> [Testo di lettura]
10 FEBBRAIO 2010

Il Bal dal Lunes

smoking"Per mesi picchiano compagni di scuola, 5 denunciati": è una notizia battuta dall’Ansa qualche ora fa, l’ho trovata cercando "Biella" su Google News, e non ho trovato nient’altro, se non cose di basket. Biella: tra una partita e l’altra ci piace prenderci a cartoni. E a volte pure durante.
Mi è tornato in mente che le botte, e le risse, sono state una costante della mia vita di pischello provinciale dall’infanzia in poi, finché non ho lasciato il paesello per altri lidi. E una volta lontano ho perso l’istinto di mettere le mani addosso a qualcuno che mi fa girare i coglioni. Con fatica, ma per fortuna.
Io sono di Tollegno, comune che negli anni Ottanta vantava – diciamo così – il più alto numero di morti per eroina, e che nel tempo ha conservato una certa affinità con l’abuso di sostanze, e con un modo abbastanza spiccio di risolvere le questioni tra persone di conseguenza poco lucide. Mi sono menato con un bimbo al mio primo giorno d’asilo (non te l’ho mai detto ma… scusa, Maurizio), e sono scappato il secondo: immaginatevi la sorpresa di mia madre, che mi credeva accudito dalle suorine, quando a metà mattinata aprì la porta e mi vide lì, ribelle e fiero della mia fuga spericolata.

> [Voci]
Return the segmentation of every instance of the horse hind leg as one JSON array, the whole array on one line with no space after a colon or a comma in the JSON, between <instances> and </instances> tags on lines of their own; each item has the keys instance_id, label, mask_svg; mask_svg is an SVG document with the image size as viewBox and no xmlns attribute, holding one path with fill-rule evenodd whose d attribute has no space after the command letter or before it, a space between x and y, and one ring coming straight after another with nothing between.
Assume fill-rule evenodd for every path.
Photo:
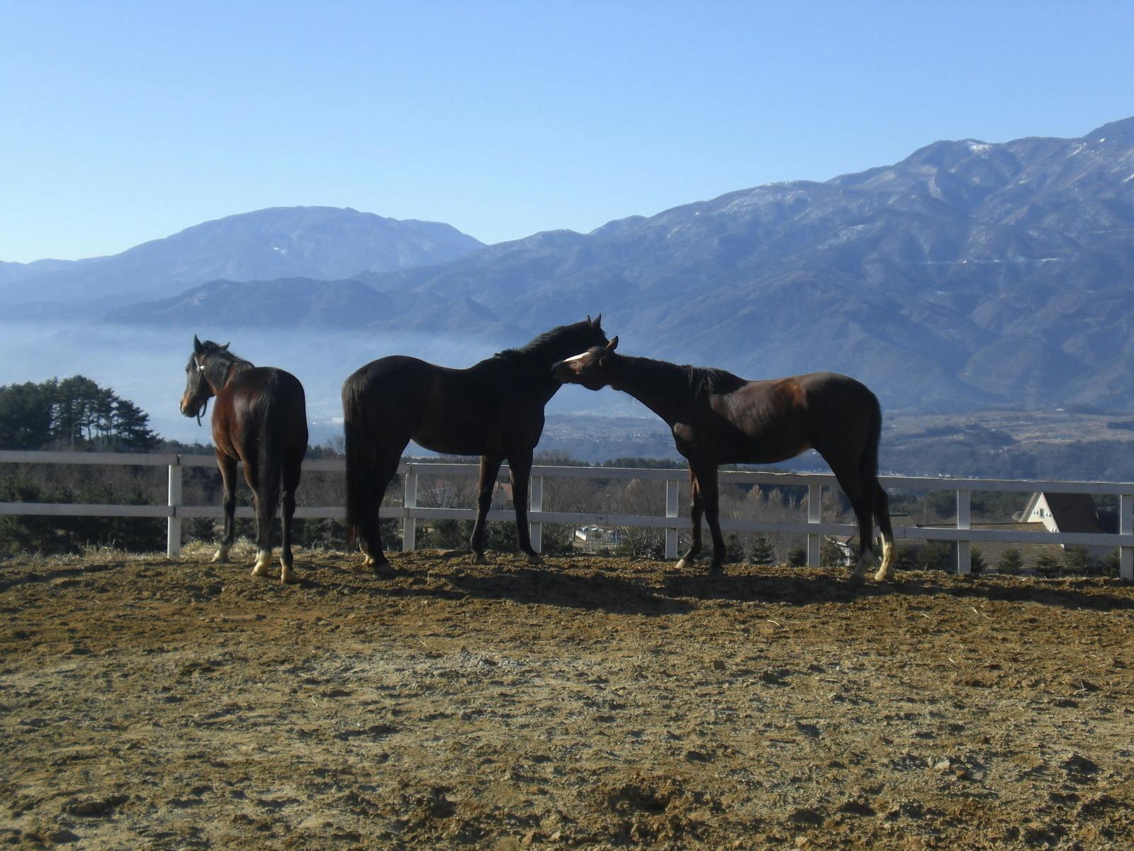
<instances>
[{"instance_id":1,"label":"horse hind leg","mask_svg":"<svg viewBox=\"0 0 1134 851\"><path fill-rule=\"evenodd\" d=\"M284 473L284 489L280 494L280 581L298 581L293 570L291 519L295 515L295 489L299 485L299 464L293 464Z\"/></svg>"},{"instance_id":2,"label":"horse hind leg","mask_svg":"<svg viewBox=\"0 0 1134 851\"><path fill-rule=\"evenodd\" d=\"M701 488L697 486L697 477L689 469L689 548L677 562L677 570L684 571L691 566L701 555L701 516L704 513L704 503L701 500Z\"/></svg>"},{"instance_id":3,"label":"horse hind leg","mask_svg":"<svg viewBox=\"0 0 1134 851\"><path fill-rule=\"evenodd\" d=\"M850 502L855 520L858 522L858 559L850 573L850 583L861 584L866 579L866 572L874 565L874 511L869 491L857 471L844 464L831 464L839 487Z\"/></svg>"}]
</instances>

> [Attività da svolgere]
A: Rispondi alle seguenti domande sul brano.
(i) Dove ha cercato "Biella" chi scrive?
(ii) Di quale comune è chi scrive?
(iii) Che cosa ha fatto chi scrive il secondo giorno d'asilo?
B: Elenca, una sola volta ciascuno, tutti i nomi propri di persone, luoghi, agenzie o servizi di notizie che compaiono nel brano, titolo escluso.
C: Riporta dal brano tutto il testo che va da "Il Bal dal Lunes" fino a "volte pure durante.".
Le voci non hanno alcun ruolo in questo lavoro.

> [Soluzioni]
A:
(i) Su Google News.
(ii) Di Tollegno.
(iii) È scappato.

B: Ansa, Google News, Biella, Tollegno, Maurizio

C:
Il Bal dal Lunes

smoking"Per mesi picchiano compagni di scuola, 5 denunciati": è una notizia battuta dall’Ansa qualche ora fa, l’ho trovata cercando "Biella" su Google News, e non ho trovato nient’altro, se non cose di basket. Biella: tra una partita e l’altra ci piace prenderci a cartoni. E a volte pure durante.